[Photo-based referring expression data]

- Opening Delimiter -

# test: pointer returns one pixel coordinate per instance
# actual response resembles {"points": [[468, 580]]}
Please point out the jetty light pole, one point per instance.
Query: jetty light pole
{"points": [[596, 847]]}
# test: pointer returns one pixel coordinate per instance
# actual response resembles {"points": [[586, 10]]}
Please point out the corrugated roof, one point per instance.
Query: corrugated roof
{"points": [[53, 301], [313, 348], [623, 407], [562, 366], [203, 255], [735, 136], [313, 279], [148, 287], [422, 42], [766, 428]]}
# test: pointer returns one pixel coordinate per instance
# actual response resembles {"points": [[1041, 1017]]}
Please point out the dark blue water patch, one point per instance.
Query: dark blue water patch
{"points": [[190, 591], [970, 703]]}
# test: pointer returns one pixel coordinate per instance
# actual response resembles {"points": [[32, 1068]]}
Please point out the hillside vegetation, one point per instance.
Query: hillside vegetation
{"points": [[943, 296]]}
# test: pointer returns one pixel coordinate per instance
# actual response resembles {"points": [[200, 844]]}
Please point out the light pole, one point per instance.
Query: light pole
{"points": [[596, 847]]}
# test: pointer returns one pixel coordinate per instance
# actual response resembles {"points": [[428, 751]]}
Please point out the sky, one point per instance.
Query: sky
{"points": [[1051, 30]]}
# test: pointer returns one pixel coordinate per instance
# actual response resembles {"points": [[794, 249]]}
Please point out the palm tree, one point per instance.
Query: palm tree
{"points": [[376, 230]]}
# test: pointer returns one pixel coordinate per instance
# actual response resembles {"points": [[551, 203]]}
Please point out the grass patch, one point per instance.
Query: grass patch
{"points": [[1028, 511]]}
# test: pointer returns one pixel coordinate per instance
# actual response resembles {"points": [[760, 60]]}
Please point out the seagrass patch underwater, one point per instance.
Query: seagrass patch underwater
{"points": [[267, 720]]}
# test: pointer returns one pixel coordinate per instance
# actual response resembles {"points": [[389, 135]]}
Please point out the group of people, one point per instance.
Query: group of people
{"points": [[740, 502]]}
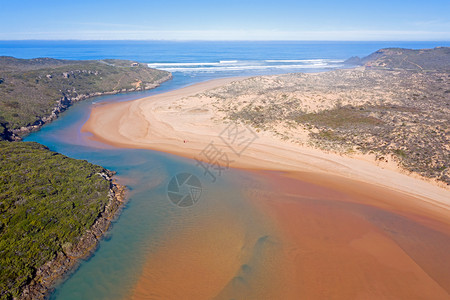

- Closing Delimiter -

ABOUT THIS EXERCISE:
Each record above should come back exactly the same, only without its pictures.

SOLVED PROBLEM:
# test: pointer returns one pixel coordinate per instance
# actual response resembles {"points": [[468, 580]]}
Please point out the jetty light pole, one point per instance.
Query: jetty light pole
{"points": [[596, 847]]}
# test: pointer returns one pixel coordinate per instance
# actual response resembles {"points": [[586, 10]]}
Please point out the corrugated roof, one point per instance.
Query: corrugated roof
{"points": [[53, 301], [313, 348], [623, 407], [562, 366], [203, 255], [735, 136], [313, 279], [148, 287], [422, 42], [766, 428]]}
# test: pointer returns one pixel coordinate per instance
# actual response resembles {"points": [[1041, 1017]]}
Please point out the dark blue water patch, one point per instance.
Query: dark blue water patch
{"points": [[190, 591], [970, 703]]}
# test: pointer returns one pixel coordinate per instance
# actual response resembles {"points": [[32, 1068]]}
Please point out the hillside vegetation, one point per instance.
Query: hillside vegetation
{"points": [[943, 296]]}
# test: pointer returns one pixel coordinate per instance
# actual response resembles {"points": [[200, 844]]}
Please point out the light pole, one point per instance.
Query: light pole
{"points": [[596, 847]]}
# test: pointer returns one pixel coordinate per instance
# actual response resembles {"points": [[428, 751]]}
Please point out the sky, one point per instance.
Query: sky
{"points": [[1051, 30]]}
# test: pointer returns one pixel coordinate per instance
# actual response resembles {"points": [[794, 249]]}
Please point out the palm tree, one point per instance.
Query: palm tree
{"points": [[376, 230]]}
# test: pointer returns one pixel coordinate per instance
# actual response resembles {"points": [[551, 203]]}
Please point out the grass patch, one point per instance.
Query: grass patch
{"points": [[1028, 511]]}
# test: pointer returns one pixel coordinate per instance
# actual response resembles {"points": [[760, 60]]}
Please point out the seagrass patch underwater, one point per instance.
Query: seagrass patch underwater
{"points": [[267, 720]]}
# test: pointer returns one pixel coordinate per instance
# actual response resembles {"points": [[389, 135]]}
Please point out the group of people, one point per instance.
Query: group of people
{"points": [[740, 502]]}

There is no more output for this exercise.